*Показанный отрывок*
----------------------------------------

Мильтон написал в молодости сравнительно немного. Слабых стихотворений среди этого немногого нет. Молодой поэт удивляет редким владением формой. Слово, ритм, мелодия стиха — все отработано, отшлифовано.

Поражает в молодом поэте полное отсутствие любовных мотивов. Его лира не настроена на этот лад. Но он отнюдь не отшельник и видит мир во всей его красочности. Об этом лучше всего говорят два шедевра молодого Мильтона — его диптих «L'Allegro» и «Il Penseroso». Кое-что в сельских пейзажах здесь взято из книг, из античных буколик и ренессансных пасторалей, но есть в этих картинах и живое чувство природы.

Почти вся поэзия молодого Мильтона проблемна, как только что названные две поэмы, противопоставляющие два мироощущения. Молодого Мильтона волнует вопрос — как жить не бесплодно, каким быть, чтобы не посрамить высокого назначения человека? Хотя поэт беспристрастно и даже с сочувствием рисует облик L'Allegro, ему явно ближе Il Penseroso.

Эти две поэмы — переход от жизнерадостной поэзии Возрождения к раздумчивой, подчас меланхолической поэзии, приходящей ей на смену. Такой же переходный характер имеет пьеса-маска «Комос». Читая ее, нельзя не вспомнить «Сон в летнюю ночь» и «Как вам это понравится» Шекспира. И здесь и там герои оказываются в лесу. Но у Шекспира они ищут освобождения от помех своему счастью и находят его. И счастье это — в любви, радостном соединении молодых людей с любимыми существами, удовлетворении естественных стремлений молодости. Совсем другое у Мильтона. Его лес — аллегория запутанности жизни, ловушек и силков, которыми грозят человеку его страсти. Комос утверждает все то, чего добивались когда-то гуманисты: реабилитации плоти, следования естеству, утверждения силы и красоты страстей. Но у Мильтона Комос — воплощение соблазнов, ведущих к бесчестию и к греху. Идеал поэта — нравственная чистота, и она торжествует в этом произведении.

----------------------------------------

*Исходные материалы*
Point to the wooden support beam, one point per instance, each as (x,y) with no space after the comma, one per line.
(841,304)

----------------------------------------

*Задание*
Какие два произведения, согласно показанному отрывку, лучше всего говорят о том, что молодой Мильтон видит мир во всей его красочности? Материалы к этому отношения не имеют.

*Ответ*
Диптих «L'Allegro» и «Il Penseroso».